■ PROVIDED DATA ■
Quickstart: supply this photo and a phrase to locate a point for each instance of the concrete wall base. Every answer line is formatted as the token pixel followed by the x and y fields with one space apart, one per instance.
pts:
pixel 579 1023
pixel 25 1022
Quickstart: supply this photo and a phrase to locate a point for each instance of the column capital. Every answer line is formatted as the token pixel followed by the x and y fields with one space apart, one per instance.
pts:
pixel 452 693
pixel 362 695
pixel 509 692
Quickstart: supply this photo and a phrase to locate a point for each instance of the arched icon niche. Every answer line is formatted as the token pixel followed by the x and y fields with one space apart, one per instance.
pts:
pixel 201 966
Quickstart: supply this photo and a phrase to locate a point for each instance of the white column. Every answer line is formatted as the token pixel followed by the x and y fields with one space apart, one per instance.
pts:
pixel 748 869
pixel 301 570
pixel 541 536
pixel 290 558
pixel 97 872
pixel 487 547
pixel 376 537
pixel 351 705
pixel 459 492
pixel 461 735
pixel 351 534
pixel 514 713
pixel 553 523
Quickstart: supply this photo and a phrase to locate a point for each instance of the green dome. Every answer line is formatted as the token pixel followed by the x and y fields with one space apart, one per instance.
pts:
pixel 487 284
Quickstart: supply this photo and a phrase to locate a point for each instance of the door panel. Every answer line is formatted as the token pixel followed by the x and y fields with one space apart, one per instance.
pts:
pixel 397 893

■ WHAT THIS TASK INVOLVES ■
Each entry above is to be transcribed word for word.

■ ANSWER BOX ■
Quickstart: supply this photo and a phrase to locate a point for each instance of the concrete wall base. Every answer line is formatted as the token pixel followed by the x and y fields with one space apart, one per instance.
pts:
pixel 579 1023
pixel 25 1022
Quickstart: supply this photo and a phrase to locate a point for each instance of the column capital. Every answer line is formatted as the token pixel followed by the x and y fields with one space apart, one per instance.
pts:
pixel 452 693
pixel 362 695
pixel 509 692
Quickstart: supply this photo and a phrase to locate a point for each instance of the arched icon niche. Every answer line is formatted as the token pixel followed by the x and y fields with one space apart, one per instance.
pts:
pixel 201 966
Quickstart: supply this photo and a phrase to locate a point for each instance of the white column. Every answer line is formatted as the token pixel followed by the x and y fields with one space apart, one per instance.
pts:
pixel 748 869
pixel 301 570
pixel 541 536
pixel 290 558
pixel 97 872
pixel 487 547
pixel 376 537
pixel 351 705
pixel 459 492
pixel 461 735
pixel 351 534
pixel 514 713
pixel 553 523
Quickstart: supply this photo and a phrase to locate a point for each instance of the green dome. Every answer line is formatted as the token pixel followed by the x and y fields with one space apart, one per instance.
pts:
pixel 487 284
Quickstart: supply this photo and a phrase to locate a point for each instance of the door panel. Every answer line is formatted as the token pixel followed by the x and y fields with one space apart, one per instance.
pts:
pixel 397 893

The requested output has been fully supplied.